§ **Talimatlarınız**
Aşağıdaki satırlar arasında "black" dizesini içerenleri bulun. Bu satırların her birini eksiksiz kopyalayın.
▬▬▬▬▬▬▬▬▬▬
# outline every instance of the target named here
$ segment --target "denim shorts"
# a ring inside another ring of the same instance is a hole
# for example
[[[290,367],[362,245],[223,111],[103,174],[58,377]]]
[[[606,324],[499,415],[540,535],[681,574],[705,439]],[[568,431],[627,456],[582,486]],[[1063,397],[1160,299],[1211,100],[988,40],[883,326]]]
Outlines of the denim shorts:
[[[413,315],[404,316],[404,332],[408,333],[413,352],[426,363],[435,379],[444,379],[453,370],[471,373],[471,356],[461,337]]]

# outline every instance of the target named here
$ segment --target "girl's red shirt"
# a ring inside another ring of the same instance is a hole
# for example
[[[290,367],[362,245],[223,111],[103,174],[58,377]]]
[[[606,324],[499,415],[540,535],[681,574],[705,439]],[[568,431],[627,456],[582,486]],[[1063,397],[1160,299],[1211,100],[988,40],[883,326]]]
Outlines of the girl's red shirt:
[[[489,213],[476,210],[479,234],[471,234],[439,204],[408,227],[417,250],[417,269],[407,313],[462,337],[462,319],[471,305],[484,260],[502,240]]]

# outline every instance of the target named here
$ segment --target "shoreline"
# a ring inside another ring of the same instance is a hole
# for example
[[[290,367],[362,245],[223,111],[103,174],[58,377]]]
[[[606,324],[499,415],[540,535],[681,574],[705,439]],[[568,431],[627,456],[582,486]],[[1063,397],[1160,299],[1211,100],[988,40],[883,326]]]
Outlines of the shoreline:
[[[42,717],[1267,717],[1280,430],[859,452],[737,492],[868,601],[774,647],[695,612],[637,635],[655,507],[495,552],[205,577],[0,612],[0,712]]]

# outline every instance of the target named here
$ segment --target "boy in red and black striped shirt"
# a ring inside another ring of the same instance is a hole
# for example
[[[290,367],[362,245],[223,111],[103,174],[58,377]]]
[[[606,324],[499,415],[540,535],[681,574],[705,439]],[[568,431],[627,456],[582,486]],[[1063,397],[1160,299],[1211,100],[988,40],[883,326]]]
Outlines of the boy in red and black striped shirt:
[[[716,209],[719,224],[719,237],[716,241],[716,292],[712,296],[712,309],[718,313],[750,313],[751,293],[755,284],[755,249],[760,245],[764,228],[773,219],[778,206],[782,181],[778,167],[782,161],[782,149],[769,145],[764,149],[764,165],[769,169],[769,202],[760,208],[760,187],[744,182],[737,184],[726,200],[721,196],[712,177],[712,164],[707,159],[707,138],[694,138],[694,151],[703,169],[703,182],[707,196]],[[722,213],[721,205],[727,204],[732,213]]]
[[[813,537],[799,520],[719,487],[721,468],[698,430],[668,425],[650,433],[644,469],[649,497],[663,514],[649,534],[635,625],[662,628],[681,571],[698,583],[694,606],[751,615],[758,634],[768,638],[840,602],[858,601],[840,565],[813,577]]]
▬▬▬▬▬▬▬▬▬▬
§ **Çözümlü alıştırma**
$ segment --target "boy in red and black striped shirt"
Outlines of the boy in red and black striped shirt:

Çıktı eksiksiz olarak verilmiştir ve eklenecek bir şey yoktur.